• **Material shown**
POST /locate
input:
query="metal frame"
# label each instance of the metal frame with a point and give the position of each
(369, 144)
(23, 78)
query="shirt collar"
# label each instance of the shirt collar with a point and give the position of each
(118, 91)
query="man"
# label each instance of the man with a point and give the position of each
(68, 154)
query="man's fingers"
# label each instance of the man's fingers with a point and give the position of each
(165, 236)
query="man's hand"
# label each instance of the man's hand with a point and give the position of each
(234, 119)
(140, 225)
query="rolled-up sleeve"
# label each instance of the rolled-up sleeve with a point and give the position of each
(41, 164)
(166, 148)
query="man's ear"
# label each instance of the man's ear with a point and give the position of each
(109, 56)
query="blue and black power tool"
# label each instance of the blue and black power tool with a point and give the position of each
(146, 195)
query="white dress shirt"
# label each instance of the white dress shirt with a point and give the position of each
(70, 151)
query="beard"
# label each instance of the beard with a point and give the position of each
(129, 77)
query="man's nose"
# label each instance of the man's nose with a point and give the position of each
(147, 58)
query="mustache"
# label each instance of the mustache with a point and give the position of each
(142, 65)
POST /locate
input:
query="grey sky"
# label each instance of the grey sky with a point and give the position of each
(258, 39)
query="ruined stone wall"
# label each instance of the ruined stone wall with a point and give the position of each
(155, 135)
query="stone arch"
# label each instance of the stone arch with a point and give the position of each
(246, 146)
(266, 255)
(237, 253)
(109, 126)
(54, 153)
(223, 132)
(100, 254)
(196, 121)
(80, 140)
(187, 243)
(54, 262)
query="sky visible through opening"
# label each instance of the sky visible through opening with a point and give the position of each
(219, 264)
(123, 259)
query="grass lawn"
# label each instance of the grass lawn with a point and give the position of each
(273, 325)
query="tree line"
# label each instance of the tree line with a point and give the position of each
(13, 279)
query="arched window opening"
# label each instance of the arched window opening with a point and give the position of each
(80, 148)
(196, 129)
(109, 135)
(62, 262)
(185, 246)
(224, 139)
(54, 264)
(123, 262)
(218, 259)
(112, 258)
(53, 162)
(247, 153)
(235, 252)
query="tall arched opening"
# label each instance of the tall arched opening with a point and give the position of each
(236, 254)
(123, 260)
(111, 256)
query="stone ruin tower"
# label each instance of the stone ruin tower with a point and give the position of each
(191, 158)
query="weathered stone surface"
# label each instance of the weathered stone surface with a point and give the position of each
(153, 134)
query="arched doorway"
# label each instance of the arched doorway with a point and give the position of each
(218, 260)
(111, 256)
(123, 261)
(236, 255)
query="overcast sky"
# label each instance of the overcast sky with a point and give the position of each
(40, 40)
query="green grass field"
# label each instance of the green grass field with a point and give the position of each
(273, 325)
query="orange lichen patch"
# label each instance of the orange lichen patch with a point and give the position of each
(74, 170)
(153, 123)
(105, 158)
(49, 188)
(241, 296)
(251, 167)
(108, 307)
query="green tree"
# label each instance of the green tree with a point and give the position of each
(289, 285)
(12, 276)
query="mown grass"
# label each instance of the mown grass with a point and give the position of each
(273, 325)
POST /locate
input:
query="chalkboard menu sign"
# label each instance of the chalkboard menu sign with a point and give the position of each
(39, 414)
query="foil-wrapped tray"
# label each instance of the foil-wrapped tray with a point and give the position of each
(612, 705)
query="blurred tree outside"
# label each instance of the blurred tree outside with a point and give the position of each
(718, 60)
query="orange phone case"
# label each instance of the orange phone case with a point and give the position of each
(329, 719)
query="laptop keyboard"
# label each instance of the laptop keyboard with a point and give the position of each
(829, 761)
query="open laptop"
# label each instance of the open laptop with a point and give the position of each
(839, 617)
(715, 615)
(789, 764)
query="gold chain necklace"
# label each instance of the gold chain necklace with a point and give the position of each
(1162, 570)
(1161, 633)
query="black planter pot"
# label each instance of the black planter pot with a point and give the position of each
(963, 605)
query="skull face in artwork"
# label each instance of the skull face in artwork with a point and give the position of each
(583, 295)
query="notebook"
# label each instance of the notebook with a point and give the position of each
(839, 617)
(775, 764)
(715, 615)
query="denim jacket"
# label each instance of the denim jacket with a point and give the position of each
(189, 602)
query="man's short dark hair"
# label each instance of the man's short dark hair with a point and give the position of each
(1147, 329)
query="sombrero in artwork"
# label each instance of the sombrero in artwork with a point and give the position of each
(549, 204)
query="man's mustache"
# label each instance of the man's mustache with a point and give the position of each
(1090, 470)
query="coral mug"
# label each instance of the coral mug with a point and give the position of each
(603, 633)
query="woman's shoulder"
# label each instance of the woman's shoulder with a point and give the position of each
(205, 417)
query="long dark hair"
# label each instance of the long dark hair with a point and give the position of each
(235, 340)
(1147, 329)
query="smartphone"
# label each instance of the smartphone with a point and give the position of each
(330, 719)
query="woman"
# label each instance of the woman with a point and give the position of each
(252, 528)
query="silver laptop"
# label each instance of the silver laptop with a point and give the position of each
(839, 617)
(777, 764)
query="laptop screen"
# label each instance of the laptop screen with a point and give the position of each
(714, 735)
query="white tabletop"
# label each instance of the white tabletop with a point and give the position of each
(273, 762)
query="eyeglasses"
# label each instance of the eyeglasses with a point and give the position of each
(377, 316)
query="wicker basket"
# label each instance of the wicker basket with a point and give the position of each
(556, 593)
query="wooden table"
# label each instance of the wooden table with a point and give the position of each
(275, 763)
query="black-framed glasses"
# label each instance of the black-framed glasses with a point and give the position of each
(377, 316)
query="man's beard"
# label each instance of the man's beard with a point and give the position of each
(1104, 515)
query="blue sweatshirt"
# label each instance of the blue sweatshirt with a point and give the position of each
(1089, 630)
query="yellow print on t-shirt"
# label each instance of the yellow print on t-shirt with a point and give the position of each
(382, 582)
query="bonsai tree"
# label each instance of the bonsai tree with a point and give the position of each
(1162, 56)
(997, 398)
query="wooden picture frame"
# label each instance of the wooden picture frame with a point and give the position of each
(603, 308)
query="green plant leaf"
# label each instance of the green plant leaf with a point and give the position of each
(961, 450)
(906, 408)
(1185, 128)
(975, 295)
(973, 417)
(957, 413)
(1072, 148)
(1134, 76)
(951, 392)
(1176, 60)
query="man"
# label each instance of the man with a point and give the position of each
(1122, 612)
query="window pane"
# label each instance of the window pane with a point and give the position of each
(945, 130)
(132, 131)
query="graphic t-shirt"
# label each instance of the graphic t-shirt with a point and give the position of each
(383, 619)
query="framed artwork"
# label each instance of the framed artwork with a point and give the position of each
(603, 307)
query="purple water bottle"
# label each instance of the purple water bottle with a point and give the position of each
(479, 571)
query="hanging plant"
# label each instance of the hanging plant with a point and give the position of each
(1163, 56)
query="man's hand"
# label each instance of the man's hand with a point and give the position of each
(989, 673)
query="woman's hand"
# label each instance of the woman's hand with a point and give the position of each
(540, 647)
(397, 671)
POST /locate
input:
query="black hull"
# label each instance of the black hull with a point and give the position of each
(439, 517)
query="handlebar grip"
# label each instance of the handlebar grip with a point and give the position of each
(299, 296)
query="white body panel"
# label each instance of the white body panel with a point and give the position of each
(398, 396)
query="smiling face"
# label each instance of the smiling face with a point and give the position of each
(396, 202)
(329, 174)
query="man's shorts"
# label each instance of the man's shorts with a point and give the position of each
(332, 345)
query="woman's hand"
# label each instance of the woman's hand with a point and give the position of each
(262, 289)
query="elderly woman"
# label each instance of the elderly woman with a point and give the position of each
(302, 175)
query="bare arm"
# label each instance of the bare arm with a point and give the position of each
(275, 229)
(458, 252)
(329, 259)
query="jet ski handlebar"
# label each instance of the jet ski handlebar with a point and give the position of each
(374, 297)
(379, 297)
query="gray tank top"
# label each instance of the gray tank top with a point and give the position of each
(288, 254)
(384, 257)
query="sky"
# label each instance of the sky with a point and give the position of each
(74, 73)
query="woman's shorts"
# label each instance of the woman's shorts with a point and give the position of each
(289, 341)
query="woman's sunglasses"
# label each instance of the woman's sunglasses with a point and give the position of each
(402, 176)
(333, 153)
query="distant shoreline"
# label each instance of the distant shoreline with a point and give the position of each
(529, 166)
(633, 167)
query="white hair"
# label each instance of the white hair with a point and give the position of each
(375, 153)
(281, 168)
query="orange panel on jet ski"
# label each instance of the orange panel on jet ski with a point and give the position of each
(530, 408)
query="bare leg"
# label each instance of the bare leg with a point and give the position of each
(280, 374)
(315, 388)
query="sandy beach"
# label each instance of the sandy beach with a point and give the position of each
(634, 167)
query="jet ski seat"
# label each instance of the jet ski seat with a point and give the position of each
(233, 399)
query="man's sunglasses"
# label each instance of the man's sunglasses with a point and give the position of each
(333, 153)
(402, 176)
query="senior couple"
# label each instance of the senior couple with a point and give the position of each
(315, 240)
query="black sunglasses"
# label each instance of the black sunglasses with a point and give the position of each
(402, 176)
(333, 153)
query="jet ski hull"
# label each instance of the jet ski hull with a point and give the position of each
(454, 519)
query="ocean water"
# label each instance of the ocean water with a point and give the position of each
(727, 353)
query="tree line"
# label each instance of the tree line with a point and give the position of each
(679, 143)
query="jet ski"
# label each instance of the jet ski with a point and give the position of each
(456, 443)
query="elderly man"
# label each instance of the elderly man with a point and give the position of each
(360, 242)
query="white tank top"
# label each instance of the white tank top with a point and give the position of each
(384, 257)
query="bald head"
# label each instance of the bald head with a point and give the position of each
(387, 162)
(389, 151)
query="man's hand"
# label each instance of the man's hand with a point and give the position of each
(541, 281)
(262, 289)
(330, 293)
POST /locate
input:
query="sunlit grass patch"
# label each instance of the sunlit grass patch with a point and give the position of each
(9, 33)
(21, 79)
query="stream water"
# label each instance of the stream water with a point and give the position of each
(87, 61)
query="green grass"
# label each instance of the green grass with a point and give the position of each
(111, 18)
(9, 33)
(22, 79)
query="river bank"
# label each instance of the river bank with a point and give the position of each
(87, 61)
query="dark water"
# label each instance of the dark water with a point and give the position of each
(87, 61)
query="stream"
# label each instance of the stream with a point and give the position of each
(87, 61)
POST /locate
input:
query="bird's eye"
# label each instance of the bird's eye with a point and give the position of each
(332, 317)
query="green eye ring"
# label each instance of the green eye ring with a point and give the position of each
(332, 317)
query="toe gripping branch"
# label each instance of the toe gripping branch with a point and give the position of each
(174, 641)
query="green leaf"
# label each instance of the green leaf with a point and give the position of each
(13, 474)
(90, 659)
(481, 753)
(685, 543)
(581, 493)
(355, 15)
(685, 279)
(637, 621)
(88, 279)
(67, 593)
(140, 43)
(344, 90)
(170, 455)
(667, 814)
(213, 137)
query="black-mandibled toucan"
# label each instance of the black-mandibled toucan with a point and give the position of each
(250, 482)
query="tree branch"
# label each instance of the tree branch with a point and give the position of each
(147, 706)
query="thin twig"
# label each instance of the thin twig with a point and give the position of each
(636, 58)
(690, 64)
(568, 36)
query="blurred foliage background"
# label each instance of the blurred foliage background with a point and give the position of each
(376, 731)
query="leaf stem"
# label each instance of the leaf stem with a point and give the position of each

• **Aim of the task**
Pick out every line of the rows above that contains the word "ring" and copy each of those lines.

• **Answer to this problem**
query="green eye ring"
# label each instance of the green eye ring with a point and give the position of each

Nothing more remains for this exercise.